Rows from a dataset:
◇ ◇ ◇ ◇ ◇ ◇ ◇

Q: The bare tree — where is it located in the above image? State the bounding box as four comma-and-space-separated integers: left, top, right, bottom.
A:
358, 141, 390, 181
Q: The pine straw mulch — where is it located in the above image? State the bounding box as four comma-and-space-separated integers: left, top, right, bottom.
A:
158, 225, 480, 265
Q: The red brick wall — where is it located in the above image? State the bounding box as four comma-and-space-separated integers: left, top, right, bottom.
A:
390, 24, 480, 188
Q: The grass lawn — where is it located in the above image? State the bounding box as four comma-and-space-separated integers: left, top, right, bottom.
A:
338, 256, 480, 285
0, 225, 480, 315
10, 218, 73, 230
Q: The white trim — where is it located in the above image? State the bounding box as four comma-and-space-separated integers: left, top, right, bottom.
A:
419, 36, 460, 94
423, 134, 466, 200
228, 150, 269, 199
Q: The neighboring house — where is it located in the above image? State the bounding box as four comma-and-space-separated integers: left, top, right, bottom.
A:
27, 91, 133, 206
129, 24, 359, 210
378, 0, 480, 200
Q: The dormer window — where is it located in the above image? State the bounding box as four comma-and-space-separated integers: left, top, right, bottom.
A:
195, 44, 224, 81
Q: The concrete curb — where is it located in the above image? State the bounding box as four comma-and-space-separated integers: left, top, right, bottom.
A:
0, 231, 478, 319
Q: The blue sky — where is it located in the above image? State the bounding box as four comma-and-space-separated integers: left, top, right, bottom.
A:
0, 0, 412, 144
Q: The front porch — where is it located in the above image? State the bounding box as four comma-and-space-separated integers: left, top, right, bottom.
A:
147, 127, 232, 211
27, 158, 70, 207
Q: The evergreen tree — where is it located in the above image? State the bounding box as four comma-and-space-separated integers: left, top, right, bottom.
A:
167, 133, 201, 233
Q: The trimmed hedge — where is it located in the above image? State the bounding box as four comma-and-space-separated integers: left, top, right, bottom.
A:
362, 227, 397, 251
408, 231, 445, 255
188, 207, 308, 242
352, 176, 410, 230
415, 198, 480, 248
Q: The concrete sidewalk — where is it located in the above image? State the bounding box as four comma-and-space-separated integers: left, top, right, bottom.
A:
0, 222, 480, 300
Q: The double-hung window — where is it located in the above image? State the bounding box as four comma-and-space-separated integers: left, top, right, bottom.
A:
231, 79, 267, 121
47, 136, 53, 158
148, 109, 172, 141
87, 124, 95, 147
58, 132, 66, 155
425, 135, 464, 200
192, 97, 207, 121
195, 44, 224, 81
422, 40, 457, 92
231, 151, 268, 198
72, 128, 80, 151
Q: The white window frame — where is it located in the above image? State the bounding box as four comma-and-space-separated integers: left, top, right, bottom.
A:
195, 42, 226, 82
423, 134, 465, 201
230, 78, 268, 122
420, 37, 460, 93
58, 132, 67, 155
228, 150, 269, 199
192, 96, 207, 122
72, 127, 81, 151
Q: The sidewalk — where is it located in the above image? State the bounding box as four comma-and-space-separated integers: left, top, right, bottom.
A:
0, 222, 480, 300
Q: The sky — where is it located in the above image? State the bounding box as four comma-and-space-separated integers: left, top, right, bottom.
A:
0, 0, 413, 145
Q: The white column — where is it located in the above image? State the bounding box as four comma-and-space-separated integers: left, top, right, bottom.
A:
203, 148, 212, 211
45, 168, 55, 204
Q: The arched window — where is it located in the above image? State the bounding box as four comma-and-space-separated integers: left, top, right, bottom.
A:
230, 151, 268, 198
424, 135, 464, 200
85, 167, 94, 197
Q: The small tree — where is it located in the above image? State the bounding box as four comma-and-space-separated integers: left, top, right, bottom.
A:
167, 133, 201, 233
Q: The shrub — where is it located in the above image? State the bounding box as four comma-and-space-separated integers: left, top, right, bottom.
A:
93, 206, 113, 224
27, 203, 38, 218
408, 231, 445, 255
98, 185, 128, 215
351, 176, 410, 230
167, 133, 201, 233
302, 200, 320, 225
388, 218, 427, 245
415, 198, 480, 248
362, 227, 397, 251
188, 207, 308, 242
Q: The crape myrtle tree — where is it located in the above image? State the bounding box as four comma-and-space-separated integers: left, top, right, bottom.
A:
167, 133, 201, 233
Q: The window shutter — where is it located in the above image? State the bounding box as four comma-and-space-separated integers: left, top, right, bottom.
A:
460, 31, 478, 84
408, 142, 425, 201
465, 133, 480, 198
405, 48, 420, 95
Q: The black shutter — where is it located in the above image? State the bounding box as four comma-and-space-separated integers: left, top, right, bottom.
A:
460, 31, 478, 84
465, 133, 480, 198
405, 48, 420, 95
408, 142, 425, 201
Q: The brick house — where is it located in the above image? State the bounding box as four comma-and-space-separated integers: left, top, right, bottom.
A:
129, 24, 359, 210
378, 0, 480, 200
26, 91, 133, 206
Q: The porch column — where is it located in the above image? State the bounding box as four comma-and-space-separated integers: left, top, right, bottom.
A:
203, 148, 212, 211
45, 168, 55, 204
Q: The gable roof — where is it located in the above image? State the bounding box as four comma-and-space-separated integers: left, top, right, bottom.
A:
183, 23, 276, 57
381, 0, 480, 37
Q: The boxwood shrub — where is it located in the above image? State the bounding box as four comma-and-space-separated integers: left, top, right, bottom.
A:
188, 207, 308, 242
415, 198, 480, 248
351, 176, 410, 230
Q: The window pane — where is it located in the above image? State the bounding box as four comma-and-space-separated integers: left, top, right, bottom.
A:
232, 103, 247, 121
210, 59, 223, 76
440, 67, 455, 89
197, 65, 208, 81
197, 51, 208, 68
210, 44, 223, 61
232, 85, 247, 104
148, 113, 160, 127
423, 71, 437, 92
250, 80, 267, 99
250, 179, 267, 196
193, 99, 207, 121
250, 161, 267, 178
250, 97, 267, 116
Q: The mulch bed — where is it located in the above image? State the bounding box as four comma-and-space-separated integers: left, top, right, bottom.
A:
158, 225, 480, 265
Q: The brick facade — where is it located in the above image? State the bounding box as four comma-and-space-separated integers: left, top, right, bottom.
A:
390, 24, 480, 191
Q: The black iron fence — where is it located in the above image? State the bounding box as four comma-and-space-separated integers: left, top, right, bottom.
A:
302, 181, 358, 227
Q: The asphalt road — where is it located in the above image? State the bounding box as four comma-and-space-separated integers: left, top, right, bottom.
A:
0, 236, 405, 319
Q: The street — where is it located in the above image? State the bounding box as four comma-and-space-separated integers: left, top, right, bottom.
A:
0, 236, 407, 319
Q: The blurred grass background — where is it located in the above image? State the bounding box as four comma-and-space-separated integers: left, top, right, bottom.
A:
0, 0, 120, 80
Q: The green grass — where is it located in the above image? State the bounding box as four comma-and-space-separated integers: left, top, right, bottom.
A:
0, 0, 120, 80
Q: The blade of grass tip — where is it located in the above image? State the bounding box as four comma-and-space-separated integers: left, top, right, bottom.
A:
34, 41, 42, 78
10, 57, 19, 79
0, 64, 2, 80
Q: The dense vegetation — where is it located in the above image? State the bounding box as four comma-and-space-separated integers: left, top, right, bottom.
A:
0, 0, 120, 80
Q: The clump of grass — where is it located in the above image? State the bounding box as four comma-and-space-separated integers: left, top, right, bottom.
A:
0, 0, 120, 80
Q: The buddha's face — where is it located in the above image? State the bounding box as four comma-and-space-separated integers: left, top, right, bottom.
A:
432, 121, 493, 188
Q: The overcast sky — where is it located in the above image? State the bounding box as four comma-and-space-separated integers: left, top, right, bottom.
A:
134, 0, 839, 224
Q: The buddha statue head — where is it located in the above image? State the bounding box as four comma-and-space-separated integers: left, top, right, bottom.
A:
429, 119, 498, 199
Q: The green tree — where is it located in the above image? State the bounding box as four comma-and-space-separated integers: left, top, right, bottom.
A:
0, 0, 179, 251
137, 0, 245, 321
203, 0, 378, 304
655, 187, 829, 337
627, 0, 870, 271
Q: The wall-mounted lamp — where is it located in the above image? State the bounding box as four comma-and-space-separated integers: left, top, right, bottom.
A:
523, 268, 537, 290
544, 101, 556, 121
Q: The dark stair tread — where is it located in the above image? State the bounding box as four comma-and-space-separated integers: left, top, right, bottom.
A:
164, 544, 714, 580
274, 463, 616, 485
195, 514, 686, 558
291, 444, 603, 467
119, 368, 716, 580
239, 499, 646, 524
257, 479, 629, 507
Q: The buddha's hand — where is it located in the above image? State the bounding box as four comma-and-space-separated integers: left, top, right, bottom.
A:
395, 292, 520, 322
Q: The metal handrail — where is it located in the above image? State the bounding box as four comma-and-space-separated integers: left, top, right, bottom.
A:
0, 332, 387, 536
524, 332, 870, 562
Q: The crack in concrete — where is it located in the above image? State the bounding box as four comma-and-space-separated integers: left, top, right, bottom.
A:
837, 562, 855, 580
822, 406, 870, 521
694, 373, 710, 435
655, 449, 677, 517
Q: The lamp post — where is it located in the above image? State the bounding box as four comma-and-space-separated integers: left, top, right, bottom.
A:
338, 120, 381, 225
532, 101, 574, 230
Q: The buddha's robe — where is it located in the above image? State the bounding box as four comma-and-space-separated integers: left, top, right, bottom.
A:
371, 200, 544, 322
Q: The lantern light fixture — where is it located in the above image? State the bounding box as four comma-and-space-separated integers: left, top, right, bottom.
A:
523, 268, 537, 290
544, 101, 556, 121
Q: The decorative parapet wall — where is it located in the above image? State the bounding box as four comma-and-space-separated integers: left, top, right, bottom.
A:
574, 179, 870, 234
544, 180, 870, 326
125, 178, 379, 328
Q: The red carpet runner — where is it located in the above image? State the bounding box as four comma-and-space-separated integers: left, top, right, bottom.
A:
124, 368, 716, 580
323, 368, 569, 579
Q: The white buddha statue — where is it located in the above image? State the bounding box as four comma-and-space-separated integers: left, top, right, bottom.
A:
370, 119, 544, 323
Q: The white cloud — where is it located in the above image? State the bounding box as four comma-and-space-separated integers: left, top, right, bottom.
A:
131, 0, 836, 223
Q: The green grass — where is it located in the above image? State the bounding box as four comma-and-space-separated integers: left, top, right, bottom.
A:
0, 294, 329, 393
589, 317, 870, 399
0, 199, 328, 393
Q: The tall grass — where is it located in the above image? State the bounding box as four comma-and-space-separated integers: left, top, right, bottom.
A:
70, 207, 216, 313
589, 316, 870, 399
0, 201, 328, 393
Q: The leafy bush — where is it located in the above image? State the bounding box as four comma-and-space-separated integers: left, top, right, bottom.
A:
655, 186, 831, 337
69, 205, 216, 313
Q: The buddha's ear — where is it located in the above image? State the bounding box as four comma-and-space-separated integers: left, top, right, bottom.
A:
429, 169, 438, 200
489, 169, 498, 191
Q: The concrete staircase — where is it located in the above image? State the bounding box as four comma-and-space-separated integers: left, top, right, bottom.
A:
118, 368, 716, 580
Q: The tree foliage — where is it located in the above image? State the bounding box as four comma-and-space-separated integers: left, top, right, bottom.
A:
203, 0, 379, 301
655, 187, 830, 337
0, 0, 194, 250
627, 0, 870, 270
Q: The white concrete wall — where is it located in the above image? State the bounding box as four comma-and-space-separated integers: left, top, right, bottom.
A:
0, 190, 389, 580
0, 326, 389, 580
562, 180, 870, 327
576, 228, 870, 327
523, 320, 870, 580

◇ ◇ ◇ ◇ ◇ ◇ ◇

● SET EXERCISE:
Tally the lines in the listing above that contain the string "sidewalk", treating uppercase and lowercase as different, and give only the number.

● RIGHT ANSWER:
2